● WRITTEN INSTRUCTION: Rewrite the rows from the line that contains "of the mountain" through the line that contains "Target: stone rock", swapping "shelf-audit" for "inventory" and leaving everything else unchanged. Return only those lines.

= = = =

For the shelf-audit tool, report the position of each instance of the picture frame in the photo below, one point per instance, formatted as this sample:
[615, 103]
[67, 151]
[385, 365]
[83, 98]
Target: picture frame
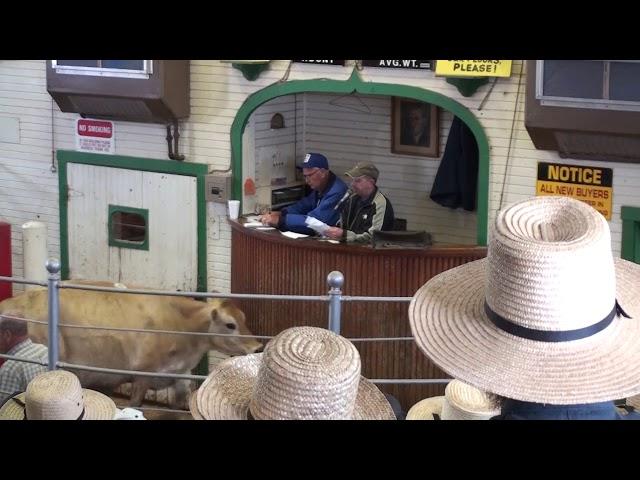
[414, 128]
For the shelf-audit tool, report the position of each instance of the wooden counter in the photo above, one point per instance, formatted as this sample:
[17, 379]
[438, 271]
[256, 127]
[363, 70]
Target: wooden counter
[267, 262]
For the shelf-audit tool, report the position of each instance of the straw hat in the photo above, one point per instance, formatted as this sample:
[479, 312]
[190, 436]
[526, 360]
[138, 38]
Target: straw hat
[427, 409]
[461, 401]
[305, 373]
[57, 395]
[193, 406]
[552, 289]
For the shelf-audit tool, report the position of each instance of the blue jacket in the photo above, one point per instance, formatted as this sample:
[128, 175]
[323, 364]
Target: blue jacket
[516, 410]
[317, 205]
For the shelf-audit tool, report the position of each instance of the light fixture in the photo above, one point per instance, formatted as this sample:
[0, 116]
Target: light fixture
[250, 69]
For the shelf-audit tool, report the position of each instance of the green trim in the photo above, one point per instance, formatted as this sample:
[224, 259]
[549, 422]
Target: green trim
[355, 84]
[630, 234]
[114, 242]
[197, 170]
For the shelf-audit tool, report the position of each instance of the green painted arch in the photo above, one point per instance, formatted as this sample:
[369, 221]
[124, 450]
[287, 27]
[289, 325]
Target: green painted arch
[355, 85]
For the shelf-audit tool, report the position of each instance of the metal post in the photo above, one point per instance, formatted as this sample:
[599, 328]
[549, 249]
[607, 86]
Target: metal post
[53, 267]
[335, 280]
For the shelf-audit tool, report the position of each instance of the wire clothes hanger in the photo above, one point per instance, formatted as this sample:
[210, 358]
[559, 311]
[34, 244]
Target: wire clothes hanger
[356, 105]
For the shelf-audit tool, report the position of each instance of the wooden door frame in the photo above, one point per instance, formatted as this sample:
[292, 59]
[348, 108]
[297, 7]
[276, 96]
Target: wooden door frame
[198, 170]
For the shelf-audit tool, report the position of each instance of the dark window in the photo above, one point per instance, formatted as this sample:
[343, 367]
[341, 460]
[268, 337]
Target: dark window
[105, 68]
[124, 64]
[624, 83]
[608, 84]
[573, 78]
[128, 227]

= = = =

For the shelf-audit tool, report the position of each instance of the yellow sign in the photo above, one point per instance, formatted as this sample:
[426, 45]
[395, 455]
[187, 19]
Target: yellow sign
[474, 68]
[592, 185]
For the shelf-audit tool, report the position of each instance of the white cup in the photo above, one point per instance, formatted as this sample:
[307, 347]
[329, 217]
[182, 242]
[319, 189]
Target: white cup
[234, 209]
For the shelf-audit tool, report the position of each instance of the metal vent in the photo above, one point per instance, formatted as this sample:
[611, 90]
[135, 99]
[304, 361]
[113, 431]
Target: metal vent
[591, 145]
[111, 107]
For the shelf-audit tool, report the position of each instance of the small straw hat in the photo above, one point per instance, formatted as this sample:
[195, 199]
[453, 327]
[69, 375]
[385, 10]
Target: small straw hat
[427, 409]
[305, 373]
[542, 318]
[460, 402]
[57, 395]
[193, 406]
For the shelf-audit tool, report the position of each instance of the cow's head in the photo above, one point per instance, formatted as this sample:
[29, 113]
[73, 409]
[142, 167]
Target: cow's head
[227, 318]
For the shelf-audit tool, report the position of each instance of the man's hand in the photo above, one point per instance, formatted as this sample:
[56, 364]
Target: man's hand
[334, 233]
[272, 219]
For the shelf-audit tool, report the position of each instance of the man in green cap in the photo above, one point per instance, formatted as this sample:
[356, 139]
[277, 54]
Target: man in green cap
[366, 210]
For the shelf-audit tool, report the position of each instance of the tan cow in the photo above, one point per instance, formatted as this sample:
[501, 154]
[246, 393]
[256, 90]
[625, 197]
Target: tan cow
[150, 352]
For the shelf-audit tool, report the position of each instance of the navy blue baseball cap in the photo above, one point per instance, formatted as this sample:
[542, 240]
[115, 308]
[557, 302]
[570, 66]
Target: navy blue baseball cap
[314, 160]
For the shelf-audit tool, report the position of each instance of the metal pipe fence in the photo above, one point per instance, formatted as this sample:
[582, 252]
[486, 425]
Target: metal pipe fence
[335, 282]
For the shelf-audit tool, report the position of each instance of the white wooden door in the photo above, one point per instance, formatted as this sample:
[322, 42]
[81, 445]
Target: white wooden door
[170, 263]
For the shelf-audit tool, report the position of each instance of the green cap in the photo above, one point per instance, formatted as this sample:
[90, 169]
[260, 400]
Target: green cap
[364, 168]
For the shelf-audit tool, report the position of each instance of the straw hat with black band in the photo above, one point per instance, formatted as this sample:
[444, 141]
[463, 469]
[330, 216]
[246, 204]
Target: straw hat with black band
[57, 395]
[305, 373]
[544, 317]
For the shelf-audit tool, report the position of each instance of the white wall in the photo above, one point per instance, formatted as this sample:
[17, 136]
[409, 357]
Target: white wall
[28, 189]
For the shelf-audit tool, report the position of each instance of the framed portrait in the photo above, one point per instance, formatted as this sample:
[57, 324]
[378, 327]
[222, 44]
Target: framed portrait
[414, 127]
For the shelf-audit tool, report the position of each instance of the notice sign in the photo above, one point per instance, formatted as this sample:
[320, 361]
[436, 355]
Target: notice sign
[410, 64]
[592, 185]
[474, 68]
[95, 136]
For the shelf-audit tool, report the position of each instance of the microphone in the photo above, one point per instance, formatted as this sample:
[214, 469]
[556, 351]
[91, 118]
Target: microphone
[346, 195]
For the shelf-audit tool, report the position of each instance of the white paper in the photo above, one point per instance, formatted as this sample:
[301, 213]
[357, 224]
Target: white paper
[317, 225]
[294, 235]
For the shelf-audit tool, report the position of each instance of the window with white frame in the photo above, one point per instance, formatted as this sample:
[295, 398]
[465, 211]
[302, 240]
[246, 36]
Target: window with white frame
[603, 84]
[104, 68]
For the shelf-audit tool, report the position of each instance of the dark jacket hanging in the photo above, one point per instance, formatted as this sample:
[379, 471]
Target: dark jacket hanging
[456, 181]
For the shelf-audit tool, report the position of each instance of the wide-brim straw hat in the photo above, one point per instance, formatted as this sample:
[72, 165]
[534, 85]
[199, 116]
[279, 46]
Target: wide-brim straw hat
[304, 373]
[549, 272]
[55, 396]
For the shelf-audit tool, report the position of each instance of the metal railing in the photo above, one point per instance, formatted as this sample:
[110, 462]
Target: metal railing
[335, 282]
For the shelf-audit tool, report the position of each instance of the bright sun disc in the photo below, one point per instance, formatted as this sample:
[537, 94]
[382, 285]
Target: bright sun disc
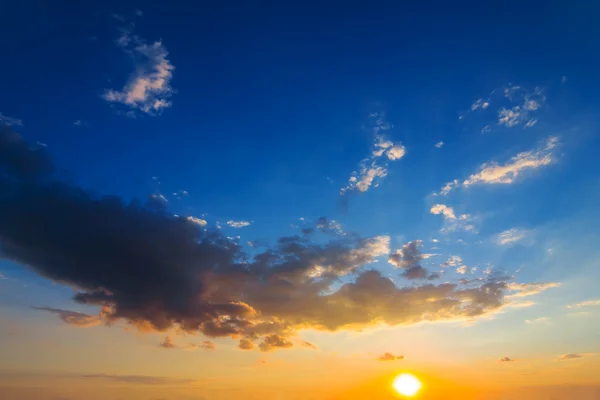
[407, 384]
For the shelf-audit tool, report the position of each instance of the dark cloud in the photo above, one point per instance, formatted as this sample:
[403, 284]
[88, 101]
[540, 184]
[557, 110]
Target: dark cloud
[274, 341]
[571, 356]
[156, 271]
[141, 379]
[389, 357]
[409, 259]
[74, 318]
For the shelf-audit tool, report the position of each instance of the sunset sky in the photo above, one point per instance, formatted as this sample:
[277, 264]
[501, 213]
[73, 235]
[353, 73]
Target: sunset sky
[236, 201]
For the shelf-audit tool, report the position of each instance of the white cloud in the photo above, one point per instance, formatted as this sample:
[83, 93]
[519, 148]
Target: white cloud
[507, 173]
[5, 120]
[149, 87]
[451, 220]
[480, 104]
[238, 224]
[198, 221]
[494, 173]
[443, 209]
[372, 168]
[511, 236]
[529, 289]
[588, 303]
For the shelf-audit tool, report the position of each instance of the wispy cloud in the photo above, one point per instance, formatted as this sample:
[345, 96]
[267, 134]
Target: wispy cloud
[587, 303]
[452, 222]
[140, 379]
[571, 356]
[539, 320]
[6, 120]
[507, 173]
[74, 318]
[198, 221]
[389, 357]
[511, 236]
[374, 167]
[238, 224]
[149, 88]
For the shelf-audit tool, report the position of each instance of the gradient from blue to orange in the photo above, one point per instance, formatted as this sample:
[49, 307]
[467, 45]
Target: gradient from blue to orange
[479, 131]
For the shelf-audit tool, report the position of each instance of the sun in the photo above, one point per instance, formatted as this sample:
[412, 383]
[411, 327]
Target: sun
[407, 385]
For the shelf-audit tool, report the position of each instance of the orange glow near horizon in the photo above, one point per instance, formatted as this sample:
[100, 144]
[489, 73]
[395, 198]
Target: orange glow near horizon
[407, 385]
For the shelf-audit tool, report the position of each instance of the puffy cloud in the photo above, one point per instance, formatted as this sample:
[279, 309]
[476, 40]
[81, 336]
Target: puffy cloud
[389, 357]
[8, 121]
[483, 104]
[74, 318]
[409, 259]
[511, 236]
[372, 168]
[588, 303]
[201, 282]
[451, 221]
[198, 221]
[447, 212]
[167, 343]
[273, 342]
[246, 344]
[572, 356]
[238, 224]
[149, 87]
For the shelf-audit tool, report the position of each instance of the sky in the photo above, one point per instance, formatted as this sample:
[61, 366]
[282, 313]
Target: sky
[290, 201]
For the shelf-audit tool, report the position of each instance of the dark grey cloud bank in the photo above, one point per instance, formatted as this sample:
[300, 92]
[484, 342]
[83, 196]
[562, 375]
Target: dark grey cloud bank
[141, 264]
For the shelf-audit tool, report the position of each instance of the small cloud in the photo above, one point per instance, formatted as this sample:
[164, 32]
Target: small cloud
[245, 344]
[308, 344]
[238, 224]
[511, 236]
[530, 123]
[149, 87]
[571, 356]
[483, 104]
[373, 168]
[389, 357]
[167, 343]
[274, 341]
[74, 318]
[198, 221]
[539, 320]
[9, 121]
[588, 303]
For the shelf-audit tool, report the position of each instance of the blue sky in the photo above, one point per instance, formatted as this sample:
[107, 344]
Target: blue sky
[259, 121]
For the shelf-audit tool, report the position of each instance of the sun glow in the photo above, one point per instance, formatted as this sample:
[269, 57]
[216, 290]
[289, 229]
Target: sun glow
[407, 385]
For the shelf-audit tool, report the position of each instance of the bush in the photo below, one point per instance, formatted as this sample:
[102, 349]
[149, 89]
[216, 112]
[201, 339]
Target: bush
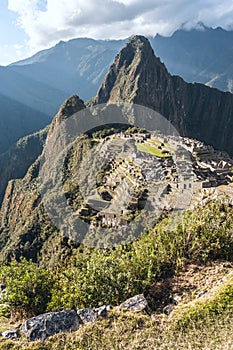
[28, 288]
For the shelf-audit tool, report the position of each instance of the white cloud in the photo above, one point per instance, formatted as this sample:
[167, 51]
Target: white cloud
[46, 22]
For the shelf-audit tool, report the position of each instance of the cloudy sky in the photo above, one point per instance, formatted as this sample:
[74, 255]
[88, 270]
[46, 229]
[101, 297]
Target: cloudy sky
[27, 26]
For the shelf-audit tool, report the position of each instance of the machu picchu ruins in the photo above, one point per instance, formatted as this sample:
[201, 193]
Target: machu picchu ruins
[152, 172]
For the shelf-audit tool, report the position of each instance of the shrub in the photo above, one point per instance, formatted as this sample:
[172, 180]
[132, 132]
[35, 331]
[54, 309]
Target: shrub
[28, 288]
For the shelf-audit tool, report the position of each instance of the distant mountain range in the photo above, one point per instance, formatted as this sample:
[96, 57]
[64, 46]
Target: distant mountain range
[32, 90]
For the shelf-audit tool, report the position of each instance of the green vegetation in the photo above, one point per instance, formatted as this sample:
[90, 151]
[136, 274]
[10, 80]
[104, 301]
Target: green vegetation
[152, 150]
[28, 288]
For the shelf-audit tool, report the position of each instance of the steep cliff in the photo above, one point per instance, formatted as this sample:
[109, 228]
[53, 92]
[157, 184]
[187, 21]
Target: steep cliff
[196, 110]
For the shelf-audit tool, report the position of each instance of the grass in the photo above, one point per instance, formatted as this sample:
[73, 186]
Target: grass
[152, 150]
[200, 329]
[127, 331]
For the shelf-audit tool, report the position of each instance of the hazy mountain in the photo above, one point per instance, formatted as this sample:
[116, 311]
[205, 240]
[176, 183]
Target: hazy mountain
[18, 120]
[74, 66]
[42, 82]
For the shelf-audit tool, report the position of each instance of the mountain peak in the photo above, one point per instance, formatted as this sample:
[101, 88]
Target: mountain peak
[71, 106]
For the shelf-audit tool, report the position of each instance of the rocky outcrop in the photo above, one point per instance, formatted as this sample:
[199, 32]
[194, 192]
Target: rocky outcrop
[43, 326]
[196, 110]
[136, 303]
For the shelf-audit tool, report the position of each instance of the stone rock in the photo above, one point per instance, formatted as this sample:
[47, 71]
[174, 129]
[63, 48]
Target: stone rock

= = = =

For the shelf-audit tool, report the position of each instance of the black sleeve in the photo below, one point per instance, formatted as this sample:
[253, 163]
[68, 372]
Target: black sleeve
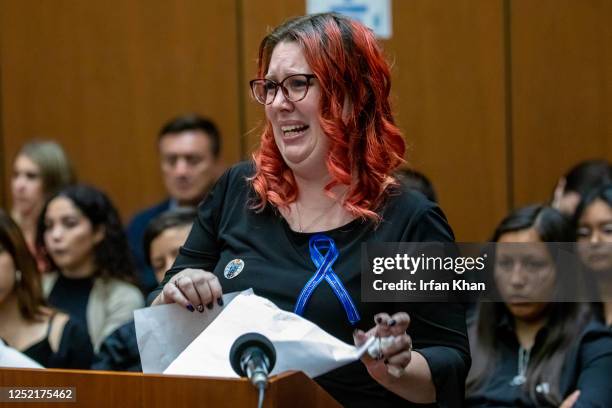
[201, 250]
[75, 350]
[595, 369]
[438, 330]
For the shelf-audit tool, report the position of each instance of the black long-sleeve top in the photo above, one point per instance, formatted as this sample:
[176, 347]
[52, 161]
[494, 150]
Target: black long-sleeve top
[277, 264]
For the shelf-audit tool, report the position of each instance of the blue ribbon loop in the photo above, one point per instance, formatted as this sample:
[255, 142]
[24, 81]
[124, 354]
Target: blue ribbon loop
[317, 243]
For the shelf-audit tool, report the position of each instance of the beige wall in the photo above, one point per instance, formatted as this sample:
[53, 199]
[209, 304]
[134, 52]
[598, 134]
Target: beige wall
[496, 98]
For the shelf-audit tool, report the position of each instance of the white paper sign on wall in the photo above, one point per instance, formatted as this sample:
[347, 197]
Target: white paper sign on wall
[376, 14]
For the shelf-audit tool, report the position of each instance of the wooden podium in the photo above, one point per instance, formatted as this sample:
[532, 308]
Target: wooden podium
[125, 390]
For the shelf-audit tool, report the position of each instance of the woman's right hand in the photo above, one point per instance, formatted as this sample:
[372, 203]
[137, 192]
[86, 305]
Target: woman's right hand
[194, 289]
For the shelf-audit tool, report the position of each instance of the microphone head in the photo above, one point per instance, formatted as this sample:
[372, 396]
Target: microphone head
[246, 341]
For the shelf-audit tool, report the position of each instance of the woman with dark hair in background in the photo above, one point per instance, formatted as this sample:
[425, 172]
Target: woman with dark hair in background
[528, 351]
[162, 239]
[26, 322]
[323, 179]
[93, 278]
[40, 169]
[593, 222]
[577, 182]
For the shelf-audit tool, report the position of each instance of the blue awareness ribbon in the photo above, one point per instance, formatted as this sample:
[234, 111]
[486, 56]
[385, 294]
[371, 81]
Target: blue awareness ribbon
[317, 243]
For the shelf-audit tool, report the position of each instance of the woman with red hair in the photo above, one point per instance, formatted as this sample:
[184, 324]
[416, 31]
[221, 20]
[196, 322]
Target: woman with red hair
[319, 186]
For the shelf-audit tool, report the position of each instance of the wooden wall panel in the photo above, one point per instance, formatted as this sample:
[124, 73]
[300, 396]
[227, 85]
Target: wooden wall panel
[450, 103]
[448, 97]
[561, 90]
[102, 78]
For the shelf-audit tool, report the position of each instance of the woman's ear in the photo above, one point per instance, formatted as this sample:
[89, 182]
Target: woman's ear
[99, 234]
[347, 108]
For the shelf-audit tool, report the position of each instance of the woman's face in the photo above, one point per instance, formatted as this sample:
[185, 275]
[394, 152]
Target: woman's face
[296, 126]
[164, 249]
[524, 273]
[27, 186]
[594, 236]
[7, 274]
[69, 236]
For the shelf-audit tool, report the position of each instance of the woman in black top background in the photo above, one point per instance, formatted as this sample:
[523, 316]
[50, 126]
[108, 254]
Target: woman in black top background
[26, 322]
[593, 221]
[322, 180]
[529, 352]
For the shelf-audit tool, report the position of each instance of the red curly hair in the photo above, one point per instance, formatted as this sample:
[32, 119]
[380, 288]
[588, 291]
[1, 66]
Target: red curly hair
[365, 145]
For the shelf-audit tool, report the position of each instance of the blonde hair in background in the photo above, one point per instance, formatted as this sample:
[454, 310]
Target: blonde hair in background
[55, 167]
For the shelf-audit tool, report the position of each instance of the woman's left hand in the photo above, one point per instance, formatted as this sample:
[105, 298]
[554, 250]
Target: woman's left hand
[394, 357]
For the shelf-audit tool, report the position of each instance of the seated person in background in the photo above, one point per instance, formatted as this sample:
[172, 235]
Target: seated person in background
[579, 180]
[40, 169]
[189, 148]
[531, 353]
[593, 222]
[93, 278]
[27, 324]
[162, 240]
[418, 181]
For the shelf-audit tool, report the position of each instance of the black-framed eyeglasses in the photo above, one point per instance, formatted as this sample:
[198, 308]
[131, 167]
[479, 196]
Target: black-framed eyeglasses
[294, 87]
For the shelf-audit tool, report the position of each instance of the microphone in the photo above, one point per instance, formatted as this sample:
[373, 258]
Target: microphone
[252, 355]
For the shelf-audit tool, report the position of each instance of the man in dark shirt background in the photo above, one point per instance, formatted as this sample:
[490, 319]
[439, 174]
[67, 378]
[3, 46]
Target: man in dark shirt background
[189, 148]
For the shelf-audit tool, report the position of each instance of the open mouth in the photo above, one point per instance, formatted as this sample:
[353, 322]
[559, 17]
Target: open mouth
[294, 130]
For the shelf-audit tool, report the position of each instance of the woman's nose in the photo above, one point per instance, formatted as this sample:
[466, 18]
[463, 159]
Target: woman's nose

= = = =

● PROBLEM SOLUTION:
For the inventory tool, report the position of each instance of the mountain peak in the photo above, one point per instance, formatted as this sample:
[101, 88]
Target: mountain peak
[71, 106]
For the inventory tool, report the position of each instance of the rocky outcrop in the photo above, one point per instance, formatted as this sample:
[199, 32]
[194, 192]
Target: rocky outcrop
[43, 326]
[196, 110]
[136, 303]
For the inventory tool, report the position of each instance of the stone rock in the photo above, one point per instance, formatted as this sample:
[47, 71]
[174, 129]
[63, 48]
Target: stone rock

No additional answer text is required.